Items stored from a collection:

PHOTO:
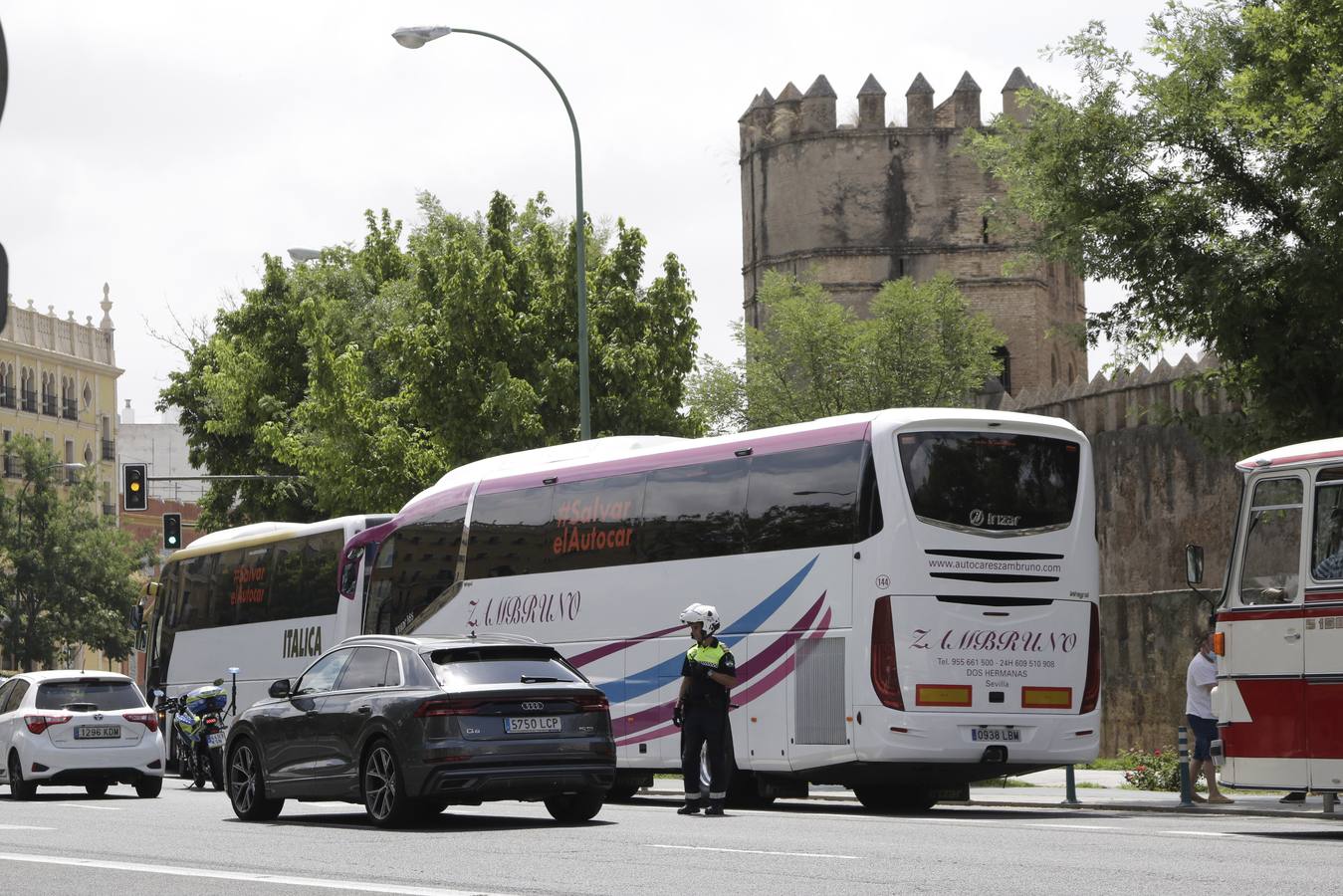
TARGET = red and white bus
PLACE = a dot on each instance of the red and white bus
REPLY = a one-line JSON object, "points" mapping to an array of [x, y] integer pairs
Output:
{"points": [[909, 594], [1278, 696]]}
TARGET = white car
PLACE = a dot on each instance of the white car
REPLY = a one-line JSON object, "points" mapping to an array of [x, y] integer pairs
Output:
{"points": [[78, 729]]}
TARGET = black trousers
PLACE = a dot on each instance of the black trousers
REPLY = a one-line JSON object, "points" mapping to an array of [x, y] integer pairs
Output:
{"points": [[704, 724]]}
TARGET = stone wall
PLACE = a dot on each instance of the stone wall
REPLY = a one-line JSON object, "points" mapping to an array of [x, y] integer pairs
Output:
{"points": [[1158, 488]]}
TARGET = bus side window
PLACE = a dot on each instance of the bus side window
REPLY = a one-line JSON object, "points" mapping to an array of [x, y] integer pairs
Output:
{"points": [[1327, 538], [695, 511], [1272, 555], [803, 499]]}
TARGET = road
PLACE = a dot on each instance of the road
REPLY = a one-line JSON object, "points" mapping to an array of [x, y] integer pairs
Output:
{"points": [[68, 842]]}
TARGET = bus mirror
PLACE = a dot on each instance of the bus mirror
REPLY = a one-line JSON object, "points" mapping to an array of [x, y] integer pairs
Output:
{"points": [[1194, 563]]}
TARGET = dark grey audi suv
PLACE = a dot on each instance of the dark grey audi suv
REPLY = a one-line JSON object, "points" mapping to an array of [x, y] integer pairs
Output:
{"points": [[411, 726]]}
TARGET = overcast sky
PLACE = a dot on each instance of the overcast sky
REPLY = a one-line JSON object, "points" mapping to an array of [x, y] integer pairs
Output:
{"points": [[164, 146]]}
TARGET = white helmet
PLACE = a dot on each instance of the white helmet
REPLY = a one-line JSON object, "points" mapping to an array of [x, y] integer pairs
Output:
{"points": [[701, 612]]}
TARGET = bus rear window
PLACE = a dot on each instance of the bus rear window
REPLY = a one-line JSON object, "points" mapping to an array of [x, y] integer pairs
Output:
{"points": [[990, 481]]}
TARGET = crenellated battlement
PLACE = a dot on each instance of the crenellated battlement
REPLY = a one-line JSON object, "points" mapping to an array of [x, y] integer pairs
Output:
{"points": [[812, 113], [1126, 400]]}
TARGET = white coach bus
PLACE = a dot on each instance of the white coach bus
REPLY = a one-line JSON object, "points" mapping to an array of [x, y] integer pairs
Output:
{"points": [[261, 598], [909, 594], [1278, 696]]}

** SHORT TASK **
Retype all of the entries above word for word, leaving out the pictures.

** WRITTEN ANSWER **
PHOTO:
TARGET = red and white bus
PLACE = a dot on each instance of the red and white bus
REPLY = a one-line JSON object, "points" mapping to an array of [x, y] integer pairs
Output:
{"points": [[909, 594], [1278, 696]]}
TARGET = white car
PLACE = a dot on each instance of the white car
REPLY = a one-line JSON object, "points" mapping to an array of [x, y] integer pairs
Output:
{"points": [[78, 729]]}
TARGET = black trousers
PLACE = a dot on each instance of the black trousers
REPLY = a one-line JSON object, "points" mapping to an array of [x, y] integer pairs
Output:
{"points": [[704, 724]]}
TARGET = stone wall
PLACE = a dot on each instance of the stone wall
REPLY = a one-line JSON object, "points" mapping to an array of [x, y] integer pairs
Output:
{"points": [[1158, 488]]}
TARGET = bus side window
PLACE = a dot on each instance of the bus side window
REPLY = a one-line JSON object, "points" mapping to an array of [x, y] integer pairs
Output:
{"points": [[1327, 538], [695, 511], [1272, 555], [803, 499]]}
TARGET = road
PLACE = a dot on each instance of the road
REPLY = a one-line JSON object, "points" mapping to an array of [x, y] integer pairs
Output:
{"points": [[68, 842]]}
TARGET = bus mirror
PLACE = a dot on each instance of the bus mirror
REPLY = a one-line JSON object, "points" mapping to an array of [x, y] integer pairs
Output:
{"points": [[1194, 563]]}
TARGET = dark grey audi suv
PLACE = a dot on each instance of the dark grey audi suv
REPLY = a one-line JSON object, "points" mapping to an array of [x, y] integer pairs
Output:
{"points": [[411, 726]]}
TARGET = overcast sky
PLACE = a dot on each instance of the overcast sky
REPLY = a one-line JSON object, "points" mapping to an array of [x, y] integer pairs
Output:
{"points": [[164, 146]]}
TARGET = white helmet
PLACE = a dot on each instance of the white helmet
REPLY = a one-line JSON object, "points" mapping to an array of [x, y] integer pairs
Output:
{"points": [[701, 612]]}
TARGET = bus rear window
PLACE = a dot on each instance of the bus rear window
REPLY = a one-line JSON object, "points" mapping to an array of [x, y] integer pairs
Output:
{"points": [[990, 481]]}
TARGET = crenellated battlement
PLACE = a dot on each instance of the crenellated battlement
REPLY = a one-line JSON object, "points" mapping to an array of [x, y] integer pairs
Output:
{"points": [[812, 113], [1126, 400]]}
TARGET = white coach bus
PLACE = a dot on each instance of the white coach bus
REPLY = a one-line JSON object, "points" mapping to an array of [x, y] integer pairs
Output:
{"points": [[261, 598], [909, 594], [1278, 696]]}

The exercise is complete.